* [Exercise details]:
In the block-placement puzzle below, what does the Java solution use to represent the row instead of an int array?

Putting blocks at longest distance from each other in a row

Given a row (linear), two blocks are placed at each end, and there are n empty positions between them. If 'B' represents block and n = 9, then the row looks like below:

 B _ _ _ _ _ _ _ _ _ B

One block can be placed on each empty position (between the two blocks).

k blocks need to be placed one by one. While placing the i'th block, place it such that it is at the farthest distance from nearby block (on either side). For example, in the above array, the first block will be placed at the centre position as shown below

 B _ _ _ _ B _ _ _ _ B

The second block can be placed in the middle of the empty are on either the left side or the right side (because both will result block being placed such that its distance from both sides will be same). Either way, it will result in placing a block that has one empty block on one side and 2 on the other side (see all 4 possible arrangements below).

B _ B _ _ B _ _ _ _ B
B _ _ B _ B _ _ _ _ B
B _ _ _ _ B _ B _ _ B
B _ _ _ _ B _ _ B _ B

Write code that places k blocks one by one and when the k'th block is placed, let us say it has x empty blocks on the left side and y empty blocks on the right side. Print the larger of the two values (x , y).

In our case, if N=9 and K = 2, then output should be 2. Because the second block has two empty positions one of the two sides.

Solution

The brute-force approach can be to find the largest contiguous empty blocks group each time and place a block at the middle position in that group. In the below Java code, we are using a BitSet to represent the row (rather than using int array). If the bit at i'th position is set it means there is a block already placed at position-i.

public class BlockPlacer
{
   public static void main(String[] args)
   {
      Scanner in = new Scanner(new BufferedReader(new InputStreamReader(System.in)));
      int n=in.nextInt();
      int k=in.nextInt();
      // An Array of n+2 bits representing the row.
      // 1 means block is placed at that position
      // 0 means the position is empty
      BitSet bs = new BitSet();
      // placing the initial two blocks
      bs.set(0);
       bs.set(n+1);
       int maxDistance = 0;
       for(; k>0; k--)

* [Records provided]:
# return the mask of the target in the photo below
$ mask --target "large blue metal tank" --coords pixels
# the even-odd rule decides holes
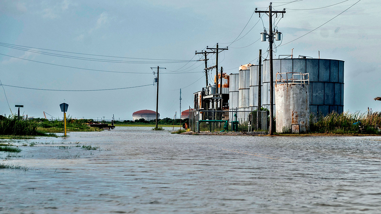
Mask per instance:
[[[273,60],[273,81],[277,72],[309,73],[309,110],[315,115],[326,115],[335,111],[342,112],[344,107],[344,61],[322,59],[281,59]],[[269,60],[263,61],[262,104],[270,107],[270,73]],[[276,103],[275,103],[275,112]]]

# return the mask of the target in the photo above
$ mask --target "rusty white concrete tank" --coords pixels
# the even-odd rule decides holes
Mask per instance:
[[[239,67],[238,108],[242,110],[249,110],[249,101],[250,96],[250,66],[249,64]]]
[[[308,75],[277,74],[275,88],[277,132],[298,133],[309,130]]]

* [Task response]:
A BitSet.